• What you will do:
Quote every line of the data below, reproducing each one word for word.

• Supplied material:
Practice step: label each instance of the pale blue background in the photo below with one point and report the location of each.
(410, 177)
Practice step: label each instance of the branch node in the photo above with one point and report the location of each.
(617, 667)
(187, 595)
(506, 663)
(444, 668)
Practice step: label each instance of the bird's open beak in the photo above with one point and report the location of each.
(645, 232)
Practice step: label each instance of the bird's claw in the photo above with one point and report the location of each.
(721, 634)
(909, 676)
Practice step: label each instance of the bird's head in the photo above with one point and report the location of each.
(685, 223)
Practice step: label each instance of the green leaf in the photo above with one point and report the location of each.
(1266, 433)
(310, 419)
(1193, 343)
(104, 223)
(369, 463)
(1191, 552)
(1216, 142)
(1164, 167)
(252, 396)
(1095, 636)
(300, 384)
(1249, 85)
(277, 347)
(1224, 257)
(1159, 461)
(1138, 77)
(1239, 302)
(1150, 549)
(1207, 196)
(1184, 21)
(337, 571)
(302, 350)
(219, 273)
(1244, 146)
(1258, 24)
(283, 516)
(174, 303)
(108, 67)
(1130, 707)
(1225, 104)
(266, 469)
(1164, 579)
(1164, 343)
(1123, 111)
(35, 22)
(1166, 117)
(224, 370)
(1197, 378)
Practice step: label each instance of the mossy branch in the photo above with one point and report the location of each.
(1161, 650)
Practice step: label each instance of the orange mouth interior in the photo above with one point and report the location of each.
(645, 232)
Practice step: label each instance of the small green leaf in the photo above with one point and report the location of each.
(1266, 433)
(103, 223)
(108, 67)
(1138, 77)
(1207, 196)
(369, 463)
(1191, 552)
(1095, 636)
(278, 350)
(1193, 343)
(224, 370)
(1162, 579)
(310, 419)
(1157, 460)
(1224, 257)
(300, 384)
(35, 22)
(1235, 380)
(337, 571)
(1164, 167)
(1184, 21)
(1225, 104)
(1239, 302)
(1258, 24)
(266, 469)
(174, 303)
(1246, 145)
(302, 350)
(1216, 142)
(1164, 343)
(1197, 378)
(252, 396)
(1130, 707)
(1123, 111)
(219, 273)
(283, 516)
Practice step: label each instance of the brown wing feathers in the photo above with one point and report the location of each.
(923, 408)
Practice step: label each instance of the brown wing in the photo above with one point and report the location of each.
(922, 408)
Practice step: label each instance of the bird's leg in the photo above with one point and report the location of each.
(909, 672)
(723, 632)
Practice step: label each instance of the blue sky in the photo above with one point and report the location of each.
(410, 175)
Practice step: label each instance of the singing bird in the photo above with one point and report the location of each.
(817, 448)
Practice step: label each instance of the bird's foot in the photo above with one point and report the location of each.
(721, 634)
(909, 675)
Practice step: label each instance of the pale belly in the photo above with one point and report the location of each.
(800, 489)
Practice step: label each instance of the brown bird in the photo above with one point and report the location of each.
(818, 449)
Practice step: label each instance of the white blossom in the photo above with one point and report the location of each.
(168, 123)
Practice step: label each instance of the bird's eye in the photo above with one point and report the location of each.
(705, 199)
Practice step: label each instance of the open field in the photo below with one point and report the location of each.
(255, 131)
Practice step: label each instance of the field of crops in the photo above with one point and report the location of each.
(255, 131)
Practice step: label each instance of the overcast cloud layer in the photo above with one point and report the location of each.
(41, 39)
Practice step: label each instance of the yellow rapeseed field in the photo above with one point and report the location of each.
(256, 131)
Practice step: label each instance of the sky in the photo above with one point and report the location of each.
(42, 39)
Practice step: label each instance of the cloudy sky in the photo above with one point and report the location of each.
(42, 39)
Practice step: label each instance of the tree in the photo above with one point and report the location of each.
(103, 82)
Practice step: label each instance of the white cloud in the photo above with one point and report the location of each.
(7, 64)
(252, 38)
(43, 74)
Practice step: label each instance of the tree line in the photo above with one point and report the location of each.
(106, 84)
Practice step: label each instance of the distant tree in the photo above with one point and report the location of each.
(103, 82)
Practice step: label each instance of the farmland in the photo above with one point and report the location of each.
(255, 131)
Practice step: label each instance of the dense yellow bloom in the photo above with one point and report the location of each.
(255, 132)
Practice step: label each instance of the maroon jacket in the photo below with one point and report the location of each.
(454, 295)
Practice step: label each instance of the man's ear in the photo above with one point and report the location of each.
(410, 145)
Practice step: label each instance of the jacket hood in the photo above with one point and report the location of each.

• Expected answer:
Practice step: label each instance of the pale blue background in the photo below with one point and report the location of each.
(410, 177)
Practice step: label each instance of the branch node in the photo above with one point and report the location of each.
(617, 667)
(187, 595)
(506, 663)
(444, 668)
Practice step: label each instance of the bird's open beak in the photo above with one point and report the location of each.
(645, 232)
Practice step: label each instance of the bird's claw in the photo above with one point and report the location of each.
(721, 634)
(909, 676)
Practice step: label each instance of the bird's head in the photo above with one point and report the location of each.
(685, 223)
Practice step: label each instance of the green leaf in the photo above with one point and report the location of each.
(1266, 433)
(310, 419)
(1193, 343)
(104, 223)
(369, 463)
(1191, 552)
(1216, 142)
(1164, 167)
(252, 396)
(1095, 636)
(300, 384)
(1249, 85)
(277, 347)
(1224, 257)
(1159, 461)
(1138, 77)
(1239, 302)
(1150, 549)
(1207, 196)
(1184, 21)
(337, 571)
(302, 350)
(219, 273)
(1244, 146)
(1258, 24)
(283, 516)
(174, 303)
(108, 67)
(1130, 707)
(1225, 104)
(266, 469)
(1164, 579)
(1164, 343)
(1123, 111)
(35, 22)
(1166, 117)
(224, 370)
(1197, 378)
Practice step: label each instance of the mossy branch in the photo above with one point and report the location of each.
(1161, 650)
Practice step: label each instance of the orange mouth interior in the photo above with one point and report the location of each.
(645, 232)
Practice step: label each instance of the small green leaf in the photo above with one point and report the location of each.
(1266, 433)
(103, 223)
(108, 67)
(1138, 77)
(1207, 196)
(369, 463)
(1191, 552)
(1095, 636)
(278, 350)
(1193, 343)
(224, 370)
(1162, 579)
(310, 419)
(1157, 460)
(1224, 257)
(300, 384)
(35, 22)
(1235, 380)
(337, 571)
(1164, 167)
(1184, 21)
(1225, 104)
(1239, 302)
(1258, 24)
(266, 469)
(174, 303)
(1246, 145)
(302, 350)
(1216, 142)
(1164, 343)
(1197, 378)
(252, 396)
(1130, 707)
(1123, 111)
(219, 273)
(283, 516)
Practice step: label each instance of the brown wing feathers in the photo above with one point and report the location of each.
(923, 408)
Practice step: label each instance of the brown wing in the photo above with one point and report the location of each.
(922, 408)
Practice step: label each instance of the bird's leg in the photo above with one point and report the location of each.
(909, 672)
(723, 632)
Practice step: label each instance of the blue sky in the photo above with one point and report the location of each.
(410, 175)
Practice step: label each instance of the singing bird in the photo above with one point and report the location of each.
(817, 448)
Practice step: label each instance of the bird's foot in the photo above with one point and report the location of each.
(721, 634)
(909, 675)
Practice step: label each instance of the pale belly in the photo above with one point and report the location of each.
(800, 489)
Practice step: label each instance of the brown bird in the photo above with one point and report the location of each.
(818, 449)
Practice step: label each instance of the white blossom in the photo above with one point and report the location of each.
(168, 123)
Practice step: label each instance of the bird's eye in the photo above with one point and report the location of each.
(705, 199)
Practice step: label each instance of the open field in the photo below with one point and report the location of each.
(255, 131)
Practice step: label each instance of the field of crops in the photo above with one point and report the location of each.
(255, 131)
Practice step: label each instance of the overcast cloud layer in the photo above with one point and report the location of each.
(41, 39)
Practice step: label each instance of the yellow rapeseed field in the photo above with one point and report the location of each.
(256, 131)
Practice step: label each instance of the sky in the photo above with one point and report the location of each.
(42, 39)
Practice step: label each instance of the cloudy sky in the photo above with one point and report the location of each.
(42, 39)
Practice step: label each instance of the tree in the photo above with one point and report the location of each.
(103, 82)
Practice step: label each instance of the white cloud in the photo above with one point and report the location of each.
(7, 64)
(252, 38)
(43, 74)
Practice step: label each instance of the tree line in the photo above with one point and report the location of each.
(106, 84)
Practice step: label each instance of the distant tree in the photo above with one point and report the location of each.
(103, 82)
Practice step: label each instance of the farmland in the photo above with one point and report the location of each.
(255, 131)
Practice step: label each instance of the dense yellow bloom in the photo above with one point and report the location of each.
(255, 132)
Practice step: label each instance of the maroon jacket in the photo below with one point and report the location of each.
(454, 295)
Practice step: label each instance of the man's ear in the photo above with one point and report the location of each.
(410, 145)
Practice step: label each instance of the jacket hood in the photo above with one point and report the location of each.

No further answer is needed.